The thing is, “sex life” has become normalized and anything deviating from accepted social standards (although when sex become a social matter is beyond me) is either hated, misunderstood (often both), or ignored entirely. Asexuality is on the latter end of the list.

What’s sad about this is we’re taught there is a system, or set of feelings each individual is supposed to embody. Of course, this system is reinforced through subconscious conditioning through our parent(s)/guardians at a very young age. The same conditioning that normalizes heterosexuality, long-term monogamous relationships, and gender roles.

But rather than go into detail on these various and complicated systems, I will bring it back to my own experiences and why I’m even talking about this to begin with.

A sex life can contain as much or as little sex in various forms and it is still a sex life. A sex life which lacks sex completely is still one that needs to be maintained in a healthy manner. This is where I think most problems stem from. I was taught to believe that sex is something I will inevitably yearn for and when puberty hit me in the face, so would lust.

But that’s just not what happened for me.

RECORDS
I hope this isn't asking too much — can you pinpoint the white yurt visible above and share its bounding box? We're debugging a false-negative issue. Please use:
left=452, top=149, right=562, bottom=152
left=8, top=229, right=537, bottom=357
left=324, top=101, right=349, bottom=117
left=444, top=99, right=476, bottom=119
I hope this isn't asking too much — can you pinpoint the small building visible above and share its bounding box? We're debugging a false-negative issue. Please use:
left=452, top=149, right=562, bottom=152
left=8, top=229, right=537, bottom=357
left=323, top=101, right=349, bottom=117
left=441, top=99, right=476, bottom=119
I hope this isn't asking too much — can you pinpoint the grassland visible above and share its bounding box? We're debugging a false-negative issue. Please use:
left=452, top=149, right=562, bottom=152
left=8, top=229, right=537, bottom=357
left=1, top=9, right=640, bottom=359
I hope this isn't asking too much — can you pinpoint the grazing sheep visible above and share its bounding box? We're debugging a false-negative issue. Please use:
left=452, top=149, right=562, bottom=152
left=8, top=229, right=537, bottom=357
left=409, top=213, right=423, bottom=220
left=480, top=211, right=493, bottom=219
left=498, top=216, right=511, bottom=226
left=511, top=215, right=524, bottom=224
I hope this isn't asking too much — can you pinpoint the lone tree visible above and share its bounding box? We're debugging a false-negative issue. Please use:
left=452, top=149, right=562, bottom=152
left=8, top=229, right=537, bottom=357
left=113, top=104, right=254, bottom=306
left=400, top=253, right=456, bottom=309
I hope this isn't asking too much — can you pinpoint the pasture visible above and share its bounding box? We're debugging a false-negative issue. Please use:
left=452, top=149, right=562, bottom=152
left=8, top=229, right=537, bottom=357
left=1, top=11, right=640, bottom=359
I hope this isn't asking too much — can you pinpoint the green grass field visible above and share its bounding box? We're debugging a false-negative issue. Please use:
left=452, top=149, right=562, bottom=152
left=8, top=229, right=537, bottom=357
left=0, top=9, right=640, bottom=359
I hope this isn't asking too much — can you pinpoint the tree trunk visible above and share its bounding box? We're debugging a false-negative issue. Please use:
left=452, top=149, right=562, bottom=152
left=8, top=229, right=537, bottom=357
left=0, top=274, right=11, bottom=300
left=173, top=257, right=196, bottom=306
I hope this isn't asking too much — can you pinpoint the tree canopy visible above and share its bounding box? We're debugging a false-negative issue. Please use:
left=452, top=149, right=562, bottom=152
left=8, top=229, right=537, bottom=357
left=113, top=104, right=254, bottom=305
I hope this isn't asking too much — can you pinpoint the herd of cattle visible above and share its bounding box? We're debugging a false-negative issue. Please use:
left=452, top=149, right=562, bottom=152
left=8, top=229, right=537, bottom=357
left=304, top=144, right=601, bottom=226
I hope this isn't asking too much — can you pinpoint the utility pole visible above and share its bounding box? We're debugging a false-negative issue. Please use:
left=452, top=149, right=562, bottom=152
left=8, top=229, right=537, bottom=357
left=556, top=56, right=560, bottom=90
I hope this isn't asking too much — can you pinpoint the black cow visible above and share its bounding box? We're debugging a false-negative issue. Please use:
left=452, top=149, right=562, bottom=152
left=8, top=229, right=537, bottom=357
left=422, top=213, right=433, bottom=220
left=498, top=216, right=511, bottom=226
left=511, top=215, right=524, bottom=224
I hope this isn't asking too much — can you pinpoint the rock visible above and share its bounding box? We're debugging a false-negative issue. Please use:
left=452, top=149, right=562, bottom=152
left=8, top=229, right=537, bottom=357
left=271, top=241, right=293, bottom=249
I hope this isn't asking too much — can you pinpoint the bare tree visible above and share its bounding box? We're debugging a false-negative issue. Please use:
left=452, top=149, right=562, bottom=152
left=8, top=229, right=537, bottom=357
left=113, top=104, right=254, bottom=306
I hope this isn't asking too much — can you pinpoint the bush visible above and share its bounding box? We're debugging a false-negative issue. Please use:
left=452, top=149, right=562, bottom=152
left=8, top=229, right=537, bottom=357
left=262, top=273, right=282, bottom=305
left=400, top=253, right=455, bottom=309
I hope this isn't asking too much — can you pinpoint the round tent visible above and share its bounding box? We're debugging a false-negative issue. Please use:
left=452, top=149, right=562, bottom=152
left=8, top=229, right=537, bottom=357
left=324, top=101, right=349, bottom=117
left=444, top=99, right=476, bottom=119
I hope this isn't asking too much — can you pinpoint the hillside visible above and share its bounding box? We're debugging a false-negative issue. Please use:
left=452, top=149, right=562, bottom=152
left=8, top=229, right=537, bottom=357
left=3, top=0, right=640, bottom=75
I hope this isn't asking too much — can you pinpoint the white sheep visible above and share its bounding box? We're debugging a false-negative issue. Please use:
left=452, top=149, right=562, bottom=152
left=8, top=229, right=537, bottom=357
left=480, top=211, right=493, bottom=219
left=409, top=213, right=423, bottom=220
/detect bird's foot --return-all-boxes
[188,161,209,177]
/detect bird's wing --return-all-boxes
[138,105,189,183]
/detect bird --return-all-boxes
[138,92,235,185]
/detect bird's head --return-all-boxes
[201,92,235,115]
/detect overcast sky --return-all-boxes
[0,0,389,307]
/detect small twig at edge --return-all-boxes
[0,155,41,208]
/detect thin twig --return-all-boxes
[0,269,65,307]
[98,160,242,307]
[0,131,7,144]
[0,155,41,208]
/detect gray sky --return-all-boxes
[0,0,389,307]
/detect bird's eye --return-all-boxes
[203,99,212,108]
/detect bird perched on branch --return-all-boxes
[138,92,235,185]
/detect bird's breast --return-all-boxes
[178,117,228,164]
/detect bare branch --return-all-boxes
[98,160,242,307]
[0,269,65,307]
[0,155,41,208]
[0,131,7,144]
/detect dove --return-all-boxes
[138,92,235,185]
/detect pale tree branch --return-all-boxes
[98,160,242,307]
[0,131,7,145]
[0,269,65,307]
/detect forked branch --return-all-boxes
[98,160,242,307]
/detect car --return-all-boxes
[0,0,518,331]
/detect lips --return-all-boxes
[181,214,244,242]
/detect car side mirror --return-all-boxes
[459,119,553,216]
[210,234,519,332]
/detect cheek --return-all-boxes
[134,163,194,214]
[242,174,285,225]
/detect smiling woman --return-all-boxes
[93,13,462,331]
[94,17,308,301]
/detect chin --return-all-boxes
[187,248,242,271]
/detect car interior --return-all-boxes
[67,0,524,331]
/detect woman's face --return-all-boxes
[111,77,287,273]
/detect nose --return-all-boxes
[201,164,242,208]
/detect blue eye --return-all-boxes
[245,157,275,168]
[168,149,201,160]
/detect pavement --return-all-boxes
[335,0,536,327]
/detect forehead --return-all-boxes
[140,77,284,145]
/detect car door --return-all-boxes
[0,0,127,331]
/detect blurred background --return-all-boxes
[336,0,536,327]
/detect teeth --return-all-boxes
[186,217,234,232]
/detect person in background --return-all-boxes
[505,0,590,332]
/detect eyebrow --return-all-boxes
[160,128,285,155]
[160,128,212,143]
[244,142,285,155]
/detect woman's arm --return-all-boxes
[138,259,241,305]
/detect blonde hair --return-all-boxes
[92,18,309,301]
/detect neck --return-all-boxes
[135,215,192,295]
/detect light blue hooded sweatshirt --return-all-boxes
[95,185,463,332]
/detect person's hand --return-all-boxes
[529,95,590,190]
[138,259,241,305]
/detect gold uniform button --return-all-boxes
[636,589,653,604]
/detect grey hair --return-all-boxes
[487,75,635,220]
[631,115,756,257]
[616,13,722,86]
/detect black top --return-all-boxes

YOUR GOAL
Rewrite the passage on asexuality from "What’s sad about" up to and including "and gender roles.", updating it so that "young age" is replaced with "early age".

FINISHED TASK
What’s sad about this is we’re taught there is a system, or set of feelings each individual is supposed to embody. Of course, this system is reinforced through subconscious conditioning through our parent(s)/guardians at a very early age. The same conditioning that normalizes heterosexuality, long-term monogamous relationships, and gender roles.